▶ [Requirement] Go over the entries and report the lines where the word "shadow" occurs.

*** Opening of Provided data ***

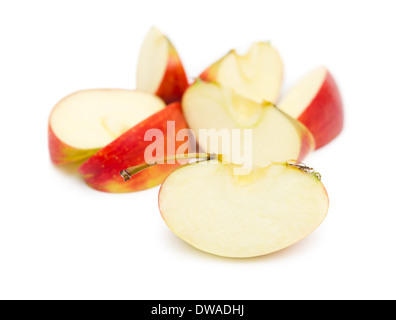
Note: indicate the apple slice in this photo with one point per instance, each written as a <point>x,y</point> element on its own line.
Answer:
<point>316,102</point>
<point>86,121</point>
<point>218,212</point>
<point>101,171</point>
<point>160,70</point>
<point>257,75</point>
<point>275,135</point>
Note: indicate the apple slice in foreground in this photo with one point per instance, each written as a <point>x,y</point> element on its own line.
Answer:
<point>86,121</point>
<point>101,171</point>
<point>218,212</point>
<point>160,70</point>
<point>316,102</point>
<point>257,75</point>
<point>219,110</point>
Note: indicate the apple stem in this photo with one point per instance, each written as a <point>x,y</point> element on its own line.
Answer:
<point>128,173</point>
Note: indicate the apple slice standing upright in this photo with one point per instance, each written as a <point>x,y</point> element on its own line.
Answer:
<point>220,111</point>
<point>242,216</point>
<point>160,70</point>
<point>316,102</point>
<point>211,207</point>
<point>86,121</point>
<point>257,75</point>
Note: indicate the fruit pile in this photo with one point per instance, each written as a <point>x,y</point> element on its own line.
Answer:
<point>278,202</point>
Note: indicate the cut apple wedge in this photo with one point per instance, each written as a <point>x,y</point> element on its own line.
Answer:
<point>160,70</point>
<point>316,102</point>
<point>101,171</point>
<point>257,75</point>
<point>86,121</point>
<point>270,209</point>
<point>218,110</point>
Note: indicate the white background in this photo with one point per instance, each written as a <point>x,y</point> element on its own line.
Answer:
<point>61,239</point>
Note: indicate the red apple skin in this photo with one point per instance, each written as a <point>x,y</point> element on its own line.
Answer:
<point>102,171</point>
<point>175,81</point>
<point>61,153</point>
<point>324,116</point>
<point>307,144</point>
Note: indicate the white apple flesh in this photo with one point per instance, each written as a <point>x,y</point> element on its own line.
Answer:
<point>275,135</point>
<point>256,75</point>
<point>316,102</point>
<point>242,216</point>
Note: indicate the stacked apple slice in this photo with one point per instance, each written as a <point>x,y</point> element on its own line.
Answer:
<point>271,208</point>
<point>275,135</point>
<point>315,101</point>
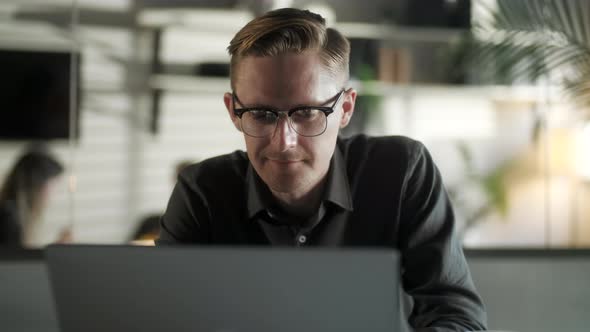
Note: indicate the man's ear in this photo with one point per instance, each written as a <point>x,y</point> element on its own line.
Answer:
<point>347,107</point>
<point>227,100</point>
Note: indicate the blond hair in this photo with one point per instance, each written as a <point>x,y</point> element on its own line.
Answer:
<point>290,30</point>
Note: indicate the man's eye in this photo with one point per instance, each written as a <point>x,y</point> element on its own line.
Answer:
<point>262,115</point>
<point>306,114</point>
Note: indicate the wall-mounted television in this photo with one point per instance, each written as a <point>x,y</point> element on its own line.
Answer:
<point>35,93</point>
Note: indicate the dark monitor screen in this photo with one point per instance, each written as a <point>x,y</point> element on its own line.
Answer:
<point>35,95</point>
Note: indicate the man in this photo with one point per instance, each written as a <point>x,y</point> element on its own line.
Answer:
<point>298,184</point>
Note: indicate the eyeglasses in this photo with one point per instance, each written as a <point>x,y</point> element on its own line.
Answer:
<point>308,121</point>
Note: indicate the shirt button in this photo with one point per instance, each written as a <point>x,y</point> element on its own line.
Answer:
<point>302,239</point>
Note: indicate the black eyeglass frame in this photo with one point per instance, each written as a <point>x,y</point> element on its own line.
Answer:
<point>327,110</point>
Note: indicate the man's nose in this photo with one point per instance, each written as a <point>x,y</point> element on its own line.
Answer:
<point>284,136</point>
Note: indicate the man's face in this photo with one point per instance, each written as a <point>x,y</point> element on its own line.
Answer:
<point>286,161</point>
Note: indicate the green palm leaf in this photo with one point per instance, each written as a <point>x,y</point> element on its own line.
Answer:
<point>530,39</point>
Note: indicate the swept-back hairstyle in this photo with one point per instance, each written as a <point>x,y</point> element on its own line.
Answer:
<point>290,30</point>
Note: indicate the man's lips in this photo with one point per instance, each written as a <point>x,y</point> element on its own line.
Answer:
<point>284,161</point>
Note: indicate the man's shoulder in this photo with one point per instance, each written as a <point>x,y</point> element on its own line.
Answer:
<point>227,169</point>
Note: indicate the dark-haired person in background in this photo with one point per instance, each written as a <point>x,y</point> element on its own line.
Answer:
<point>24,194</point>
<point>299,184</point>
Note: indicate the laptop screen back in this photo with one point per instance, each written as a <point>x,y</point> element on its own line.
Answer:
<point>121,289</point>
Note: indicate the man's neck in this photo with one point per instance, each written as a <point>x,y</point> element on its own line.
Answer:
<point>301,204</point>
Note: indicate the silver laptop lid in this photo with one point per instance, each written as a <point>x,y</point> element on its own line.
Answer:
<point>215,289</point>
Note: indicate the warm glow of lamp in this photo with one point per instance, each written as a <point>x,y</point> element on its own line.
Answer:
<point>583,152</point>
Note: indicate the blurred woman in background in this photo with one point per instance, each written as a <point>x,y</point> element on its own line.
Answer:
<point>24,194</point>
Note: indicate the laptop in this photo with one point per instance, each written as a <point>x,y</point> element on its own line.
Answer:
<point>26,302</point>
<point>224,289</point>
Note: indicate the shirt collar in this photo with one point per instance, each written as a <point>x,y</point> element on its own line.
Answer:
<point>337,188</point>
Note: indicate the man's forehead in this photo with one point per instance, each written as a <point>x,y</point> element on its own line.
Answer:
<point>292,76</point>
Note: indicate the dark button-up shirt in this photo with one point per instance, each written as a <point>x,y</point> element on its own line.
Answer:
<point>380,192</point>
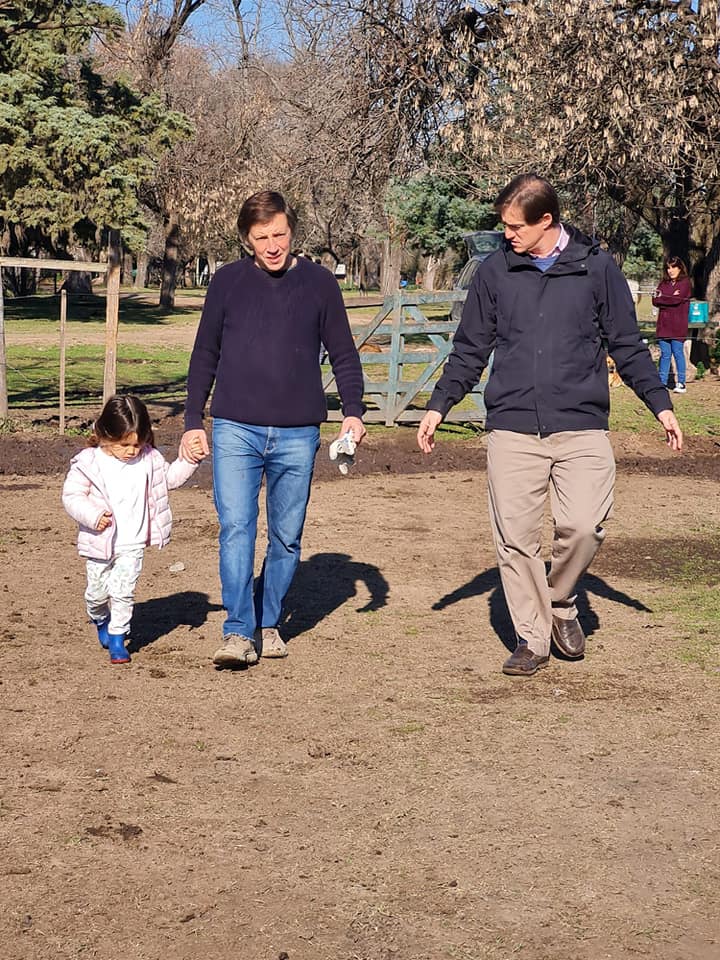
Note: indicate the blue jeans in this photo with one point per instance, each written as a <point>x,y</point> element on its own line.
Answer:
<point>677,349</point>
<point>242,453</point>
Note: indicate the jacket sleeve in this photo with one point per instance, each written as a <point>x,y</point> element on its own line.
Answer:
<point>76,498</point>
<point>618,321</point>
<point>205,354</point>
<point>178,472</point>
<point>473,343</point>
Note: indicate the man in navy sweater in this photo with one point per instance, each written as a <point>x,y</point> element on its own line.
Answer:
<point>258,343</point>
<point>545,305</point>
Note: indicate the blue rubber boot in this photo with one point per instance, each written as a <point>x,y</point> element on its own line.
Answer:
<point>103,633</point>
<point>116,646</point>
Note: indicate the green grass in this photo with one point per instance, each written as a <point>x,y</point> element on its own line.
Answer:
<point>695,611</point>
<point>159,373</point>
<point>628,414</point>
<point>29,315</point>
<point>33,374</point>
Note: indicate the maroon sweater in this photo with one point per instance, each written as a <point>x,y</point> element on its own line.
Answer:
<point>259,342</point>
<point>673,298</point>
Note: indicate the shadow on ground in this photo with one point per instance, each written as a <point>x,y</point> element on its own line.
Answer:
<point>488,582</point>
<point>325,582</point>
<point>156,618</point>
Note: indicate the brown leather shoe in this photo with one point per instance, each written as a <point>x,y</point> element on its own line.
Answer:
<point>524,663</point>
<point>568,637</point>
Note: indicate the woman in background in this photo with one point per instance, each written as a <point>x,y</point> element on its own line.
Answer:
<point>673,299</point>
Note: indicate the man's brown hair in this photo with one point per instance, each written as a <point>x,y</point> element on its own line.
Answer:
<point>533,194</point>
<point>261,208</point>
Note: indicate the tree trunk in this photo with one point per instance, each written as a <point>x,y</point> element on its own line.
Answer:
<point>431,265</point>
<point>392,259</point>
<point>705,262</point>
<point>140,281</point>
<point>127,268</point>
<point>170,263</point>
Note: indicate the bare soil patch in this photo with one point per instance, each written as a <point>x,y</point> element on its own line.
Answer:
<point>384,793</point>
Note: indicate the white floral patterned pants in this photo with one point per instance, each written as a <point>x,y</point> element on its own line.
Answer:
<point>111,589</point>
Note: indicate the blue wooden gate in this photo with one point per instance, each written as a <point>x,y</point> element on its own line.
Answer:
<point>411,350</point>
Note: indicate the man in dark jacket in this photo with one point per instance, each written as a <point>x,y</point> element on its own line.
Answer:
<point>544,306</point>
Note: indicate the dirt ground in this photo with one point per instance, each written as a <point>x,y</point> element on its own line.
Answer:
<point>385,793</point>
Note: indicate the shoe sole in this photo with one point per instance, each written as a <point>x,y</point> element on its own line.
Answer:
<point>511,672</point>
<point>564,652</point>
<point>273,654</point>
<point>227,660</point>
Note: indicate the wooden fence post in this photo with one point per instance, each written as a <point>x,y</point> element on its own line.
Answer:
<point>3,358</point>
<point>112,310</point>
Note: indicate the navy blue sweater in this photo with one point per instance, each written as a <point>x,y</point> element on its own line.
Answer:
<point>259,341</point>
<point>549,333</point>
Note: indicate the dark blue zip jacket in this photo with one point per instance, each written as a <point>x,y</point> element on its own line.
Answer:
<point>549,333</point>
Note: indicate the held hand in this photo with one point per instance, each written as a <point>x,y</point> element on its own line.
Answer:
<point>426,431</point>
<point>357,427</point>
<point>673,433</point>
<point>194,446</point>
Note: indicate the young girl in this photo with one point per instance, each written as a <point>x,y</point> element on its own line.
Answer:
<point>673,298</point>
<point>117,490</point>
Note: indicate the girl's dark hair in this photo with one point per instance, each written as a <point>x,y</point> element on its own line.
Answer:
<point>674,262</point>
<point>261,208</point>
<point>534,195</point>
<point>121,416</point>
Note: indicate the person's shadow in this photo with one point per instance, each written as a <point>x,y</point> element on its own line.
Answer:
<point>325,582</point>
<point>489,582</point>
<point>155,618</point>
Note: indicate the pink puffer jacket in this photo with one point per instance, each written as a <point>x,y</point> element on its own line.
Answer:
<point>85,498</point>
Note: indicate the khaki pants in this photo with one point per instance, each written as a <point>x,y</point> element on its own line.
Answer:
<point>578,468</point>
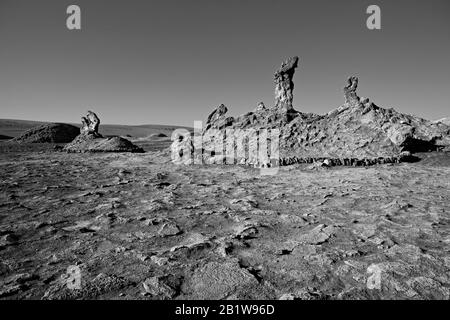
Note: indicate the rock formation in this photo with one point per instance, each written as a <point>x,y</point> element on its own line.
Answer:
<point>49,133</point>
<point>90,124</point>
<point>350,96</point>
<point>3,137</point>
<point>90,140</point>
<point>284,86</point>
<point>357,133</point>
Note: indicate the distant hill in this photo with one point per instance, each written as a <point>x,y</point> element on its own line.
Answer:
<point>14,128</point>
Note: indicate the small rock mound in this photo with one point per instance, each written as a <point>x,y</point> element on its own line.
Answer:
<point>357,133</point>
<point>49,133</point>
<point>90,140</point>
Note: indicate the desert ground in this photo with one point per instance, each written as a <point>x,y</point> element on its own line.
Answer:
<point>138,226</point>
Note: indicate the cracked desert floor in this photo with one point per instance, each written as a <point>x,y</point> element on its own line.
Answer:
<point>137,226</point>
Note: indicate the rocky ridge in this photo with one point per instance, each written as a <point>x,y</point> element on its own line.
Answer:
<point>90,140</point>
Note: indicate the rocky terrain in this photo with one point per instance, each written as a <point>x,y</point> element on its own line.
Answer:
<point>361,212</point>
<point>90,140</point>
<point>139,227</point>
<point>49,133</point>
<point>357,133</point>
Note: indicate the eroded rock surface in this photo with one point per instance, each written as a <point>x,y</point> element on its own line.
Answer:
<point>358,133</point>
<point>284,86</point>
<point>49,133</point>
<point>139,227</point>
<point>90,140</point>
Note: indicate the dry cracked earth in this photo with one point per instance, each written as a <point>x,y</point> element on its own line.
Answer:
<point>136,226</point>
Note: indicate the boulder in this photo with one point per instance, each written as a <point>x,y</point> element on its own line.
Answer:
<point>358,133</point>
<point>49,133</point>
<point>90,140</point>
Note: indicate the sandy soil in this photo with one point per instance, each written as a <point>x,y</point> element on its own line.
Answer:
<point>136,226</point>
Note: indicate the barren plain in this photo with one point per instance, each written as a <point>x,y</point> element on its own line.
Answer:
<point>139,227</point>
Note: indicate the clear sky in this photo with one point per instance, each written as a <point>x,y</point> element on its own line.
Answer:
<point>172,62</point>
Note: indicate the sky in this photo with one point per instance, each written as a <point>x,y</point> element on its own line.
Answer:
<point>172,62</point>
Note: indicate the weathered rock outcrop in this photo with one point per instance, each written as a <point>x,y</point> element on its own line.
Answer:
<point>357,133</point>
<point>49,133</point>
<point>3,137</point>
<point>90,140</point>
<point>90,124</point>
<point>284,86</point>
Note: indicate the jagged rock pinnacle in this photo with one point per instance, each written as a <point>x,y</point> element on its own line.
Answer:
<point>284,86</point>
<point>351,98</point>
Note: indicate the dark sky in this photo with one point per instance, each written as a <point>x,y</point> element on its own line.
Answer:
<point>172,62</point>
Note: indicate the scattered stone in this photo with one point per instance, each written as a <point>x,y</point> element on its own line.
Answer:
<point>90,140</point>
<point>219,280</point>
<point>169,229</point>
<point>193,241</point>
<point>318,235</point>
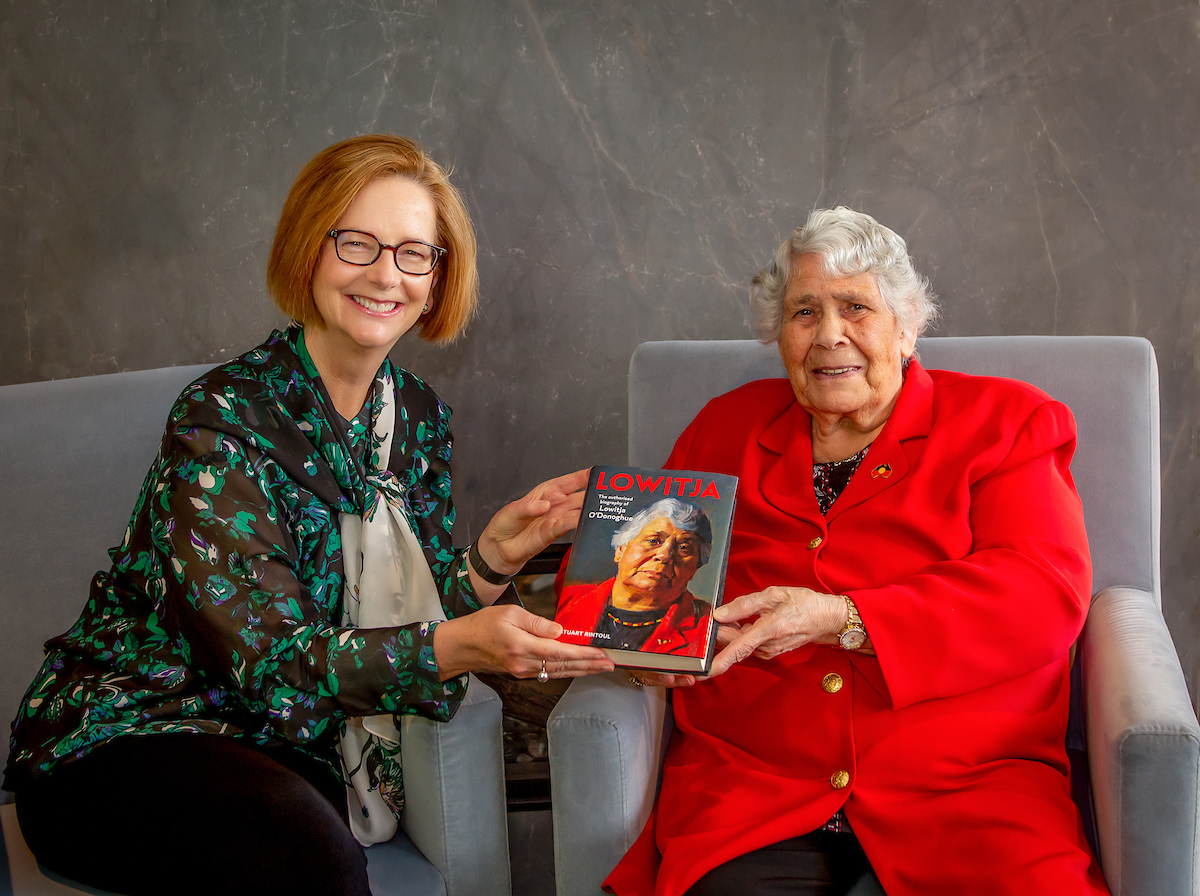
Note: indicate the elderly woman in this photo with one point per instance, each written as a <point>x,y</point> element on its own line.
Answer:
<point>647,605</point>
<point>910,571</point>
<point>288,584</point>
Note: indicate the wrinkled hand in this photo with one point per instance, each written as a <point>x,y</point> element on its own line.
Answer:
<point>787,618</point>
<point>521,529</point>
<point>514,641</point>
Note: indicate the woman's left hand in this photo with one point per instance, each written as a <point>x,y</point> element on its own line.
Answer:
<point>789,618</point>
<point>527,525</point>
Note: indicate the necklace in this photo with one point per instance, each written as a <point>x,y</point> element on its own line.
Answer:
<point>611,613</point>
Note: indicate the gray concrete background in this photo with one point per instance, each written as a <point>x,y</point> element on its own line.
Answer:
<point>629,166</point>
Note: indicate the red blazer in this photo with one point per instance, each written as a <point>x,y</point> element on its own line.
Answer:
<point>683,631</point>
<point>961,540</point>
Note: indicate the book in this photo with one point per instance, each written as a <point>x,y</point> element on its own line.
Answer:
<point>647,567</point>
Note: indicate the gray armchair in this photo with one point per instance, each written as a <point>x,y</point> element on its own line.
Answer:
<point>72,456</point>
<point>1143,743</point>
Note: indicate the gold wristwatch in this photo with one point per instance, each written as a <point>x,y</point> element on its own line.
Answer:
<point>853,636</point>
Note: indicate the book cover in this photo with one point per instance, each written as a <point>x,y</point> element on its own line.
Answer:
<point>647,567</point>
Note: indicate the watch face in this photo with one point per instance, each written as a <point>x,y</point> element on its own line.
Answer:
<point>853,638</point>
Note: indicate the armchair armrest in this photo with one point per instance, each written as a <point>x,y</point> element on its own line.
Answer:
<point>1143,745</point>
<point>606,744</point>
<point>455,809</point>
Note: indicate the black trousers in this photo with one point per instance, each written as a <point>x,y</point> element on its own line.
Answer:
<point>193,813</point>
<point>819,864</point>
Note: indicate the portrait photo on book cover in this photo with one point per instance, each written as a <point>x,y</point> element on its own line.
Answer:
<point>643,588</point>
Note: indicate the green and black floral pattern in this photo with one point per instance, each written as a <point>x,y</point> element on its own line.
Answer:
<point>222,609</point>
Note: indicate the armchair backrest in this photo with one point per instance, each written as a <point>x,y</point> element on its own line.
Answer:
<point>1110,383</point>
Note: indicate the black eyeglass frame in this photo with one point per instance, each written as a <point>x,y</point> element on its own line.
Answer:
<point>438,252</point>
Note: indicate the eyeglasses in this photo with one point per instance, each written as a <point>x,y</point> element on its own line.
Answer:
<point>363,248</point>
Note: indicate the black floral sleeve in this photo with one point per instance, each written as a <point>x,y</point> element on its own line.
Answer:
<point>253,603</point>
<point>221,612</point>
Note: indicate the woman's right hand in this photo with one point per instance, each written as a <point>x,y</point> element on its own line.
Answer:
<point>511,639</point>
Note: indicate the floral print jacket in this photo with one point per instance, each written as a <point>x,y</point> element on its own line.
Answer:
<point>222,609</point>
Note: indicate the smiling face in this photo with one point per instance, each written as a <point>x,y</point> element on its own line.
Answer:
<point>653,570</point>
<point>367,308</point>
<point>841,346</point>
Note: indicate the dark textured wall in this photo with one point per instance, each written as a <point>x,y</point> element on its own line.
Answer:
<point>629,166</point>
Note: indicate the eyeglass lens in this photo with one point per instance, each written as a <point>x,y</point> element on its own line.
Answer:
<point>361,248</point>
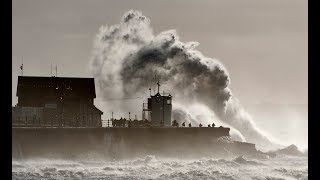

*** Close of Provided data ***

▶ [Answer area]
Note: indicate the shadow on ground in this photo with one point per instance, each written as a <point>x,y</point> element on its own line.
Note: indicate the person's shadow in this photo with one point per instance, each written as a <point>x,y</point> element on its own line.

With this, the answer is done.